Dataset records:
·····
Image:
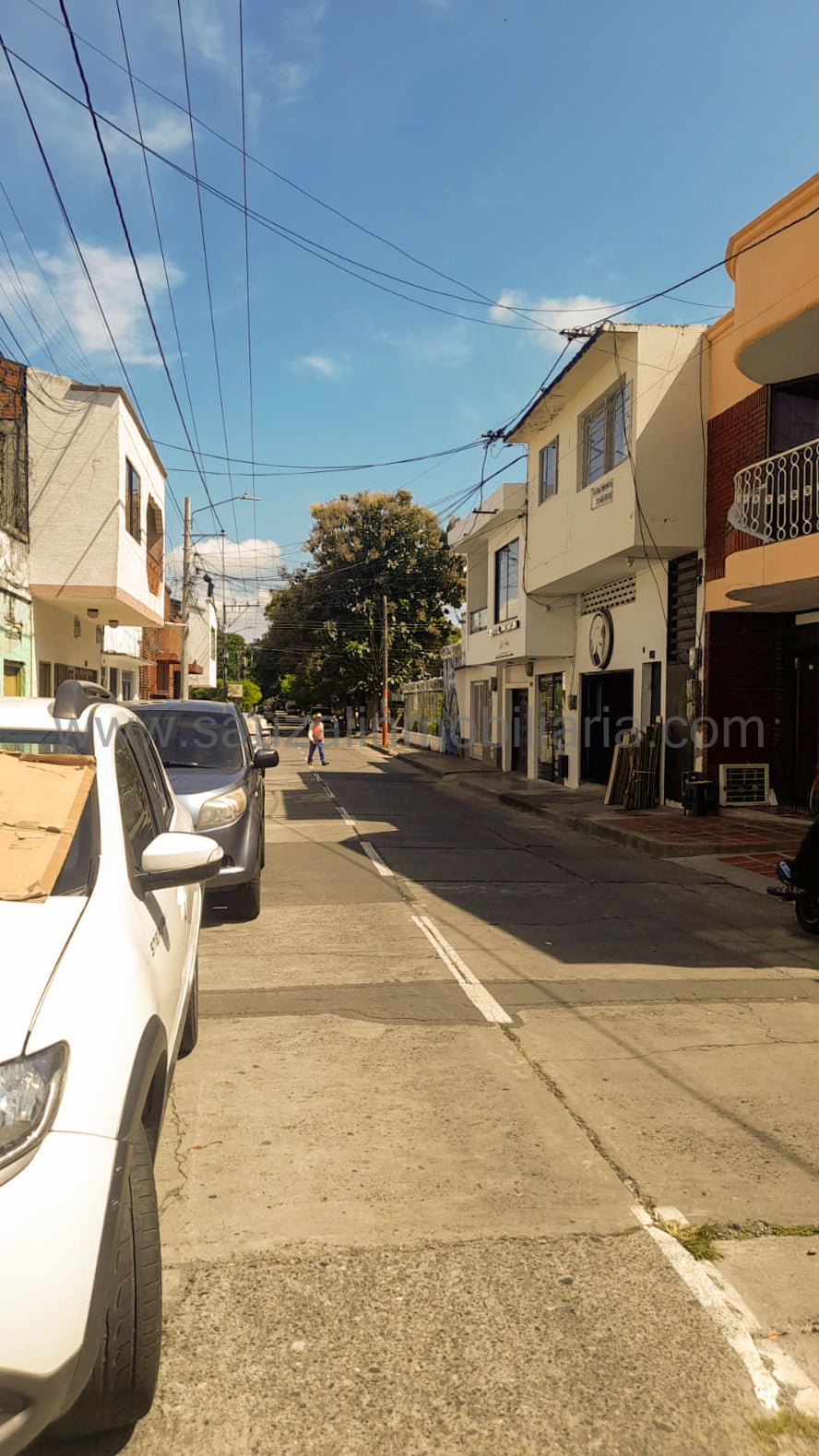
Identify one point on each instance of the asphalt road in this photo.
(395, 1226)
·····
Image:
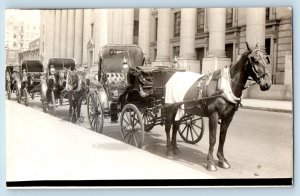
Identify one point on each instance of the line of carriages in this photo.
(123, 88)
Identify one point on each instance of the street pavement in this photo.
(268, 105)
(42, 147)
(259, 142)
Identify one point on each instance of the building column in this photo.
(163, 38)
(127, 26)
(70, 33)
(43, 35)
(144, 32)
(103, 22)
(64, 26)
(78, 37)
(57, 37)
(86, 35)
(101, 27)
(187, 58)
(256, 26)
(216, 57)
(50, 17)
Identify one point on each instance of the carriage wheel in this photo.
·····
Exercise goal: Find "Identify one point on each instance of the street" in the entries above and copy that whole line exactly, then each line after it through the line that contains "Identify one point on each instance of the carriage".

Task result:
Identify one point on each instance of the street pavement in this photo.
(268, 105)
(42, 147)
(259, 142)
Identify one point on each instance of the building column in this photo.
(163, 38)
(127, 26)
(70, 33)
(43, 35)
(144, 32)
(103, 22)
(64, 26)
(78, 37)
(57, 37)
(86, 35)
(101, 27)
(187, 58)
(256, 26)
(216, 57)
(50, 17)
Identify one point on each instance of the carriage wheel in this photo.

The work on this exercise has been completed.